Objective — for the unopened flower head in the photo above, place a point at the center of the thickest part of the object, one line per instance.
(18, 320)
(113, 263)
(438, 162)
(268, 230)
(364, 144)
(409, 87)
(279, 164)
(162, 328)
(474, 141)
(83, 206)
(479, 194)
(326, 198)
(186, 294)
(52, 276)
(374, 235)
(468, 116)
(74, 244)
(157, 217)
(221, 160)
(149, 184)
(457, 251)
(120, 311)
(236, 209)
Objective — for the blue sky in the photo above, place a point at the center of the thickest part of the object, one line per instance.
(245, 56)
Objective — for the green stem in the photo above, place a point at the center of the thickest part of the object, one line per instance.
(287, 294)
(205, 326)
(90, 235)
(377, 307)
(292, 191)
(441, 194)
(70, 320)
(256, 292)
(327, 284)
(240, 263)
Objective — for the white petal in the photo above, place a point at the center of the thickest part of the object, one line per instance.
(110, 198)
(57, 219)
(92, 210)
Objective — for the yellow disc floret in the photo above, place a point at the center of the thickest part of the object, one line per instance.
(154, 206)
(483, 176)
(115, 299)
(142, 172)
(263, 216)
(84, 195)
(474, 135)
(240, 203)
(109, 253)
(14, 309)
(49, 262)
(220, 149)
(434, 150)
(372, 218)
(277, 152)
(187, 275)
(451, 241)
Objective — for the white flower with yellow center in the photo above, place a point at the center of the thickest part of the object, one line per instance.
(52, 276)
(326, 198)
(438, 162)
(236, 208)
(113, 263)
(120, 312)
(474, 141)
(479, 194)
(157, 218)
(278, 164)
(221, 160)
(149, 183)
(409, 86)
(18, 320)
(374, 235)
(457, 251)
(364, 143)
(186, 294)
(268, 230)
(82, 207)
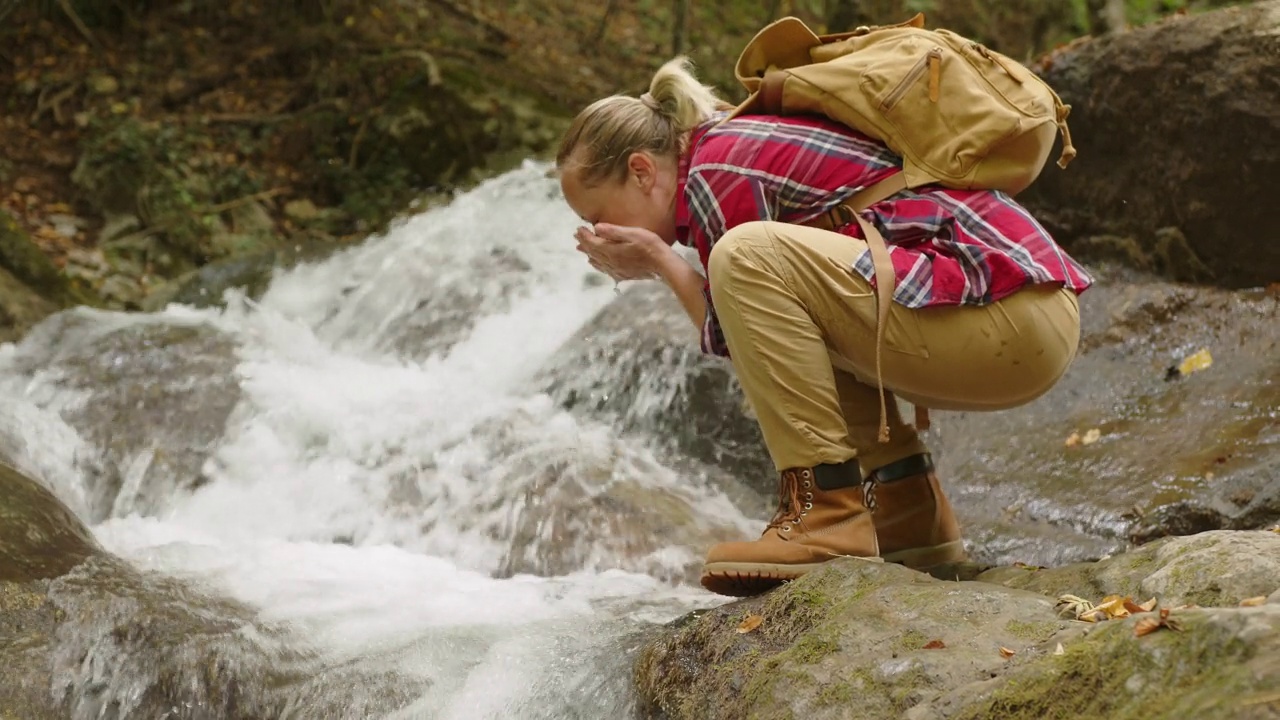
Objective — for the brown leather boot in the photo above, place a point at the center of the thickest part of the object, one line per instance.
(821, 516)
(914, 523)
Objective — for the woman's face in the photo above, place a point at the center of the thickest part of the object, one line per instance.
(645, 197)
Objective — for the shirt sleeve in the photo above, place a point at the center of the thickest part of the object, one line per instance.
(721, 199)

◇ ◇ ◇ ◇ ◇

Given instruction: Give every line above as a JSON list of strings, one string per line, skipping blank lines. Leave the pictures out of the list.

Result of the task:
[
  "Objective — for the unopened flower head in the photo above, place a point at the center of the thickest part of the object, one line per instance.",
  "(18, 320)",
  "(113, 263)",
  "(438, 162)",
  "(268, 230)",
  "(364, 144)",
  "(409, 87)",
  "(279, 164)",
  "(162, 328)",
  "(474, 141)",
  "(83, 206)",
  "(479, 194)",
  "(326, 198)",
  "(186, 294)",
  "(52, 276)",
  "(374, 235)",
  "(468, 116)",
  "(74, 244)",
  "(157, 217)",
  "(221, 160)",
  "(149, 184)",
  "(457, 251)",
  "(120, 311)",
  "(236, 209)",
  "Objective — for the blue sky in the photo above, place a point at the center of the thickest part of the object, one line per instance.",
  "(245, 56)",
  "Objective — for the green stem in the photo above, place a point at the center of the thickest part of the object, one line per instance.",
  "(287, 294)",
  "(205, 326)",
  "(90, 235)",
  "(377, 307)",
  "(292, 191)",
  "(441, 194)",
  "(70, 320)",
  "(256, 292)",
  "(327, 284)",
  "(240, 263)",
  "Objective — for the white petal in the photo above, place a point at the center of the thickest part of the object, one line per instance.",
  "(110, 198)",
  "(57, 219)",
  "(92, 210)",
  "Objective — for the yellow disc floret in the photo above, place a point at the center of the thickest part of the object, one line per instance.",
  "(154, 206)",
  "(483, 176)",
  "(115, 299)",
  "(142, 172)",
  "(263, 216)",
  "(84, 195)",
  "(474, 135)",
  "(240, 203)",
  "(109, 253)",
  "(14, 309)",
  "(49, 262)",
  "(220, 149)",
  "(434, 150)",
  "(372, 218)",
  "(277, 152)",
  "(187, 275)",
  "(451, 241)",
  "Objective — for the white flower with yellow center in the photo above, place a point at the center of the thickest part of the object, one line per instance.",
  "(52, 276)",
  "(326, 198)",
  "(438, 162)",
  "(236, 208)",
  "(113, 263)",
  "(120, 312)",
  "(474, 141)",
  "(479, 194)",
  "(157, 218)",
  "(278, 164)",
  "(221, 160)",
  "(149, 183)",
  "(409, 86)",
  "(18, 320)",
  "(374, 235)",
  "(457, 251)",
  "(364, 143)",
  "(186, 294)",
  "(268, 230)",
  "(82, 207)",
  "Objective — for the brown leather boot in the photo above, place a point at the center of the thickest part of the object, one line per instance.",
  "(821, 516)",
  "(914, 523)",
  "Objective — for the woman's face in the photo above, place a point at the center of the thickest part of the object, one line per instance.",
  "(645, 197)",
  "Objective — for the shirt sleeve in the photo above, place a point at the center of the thickest part of the object, one line per instance.",
  "(721, 199)"
]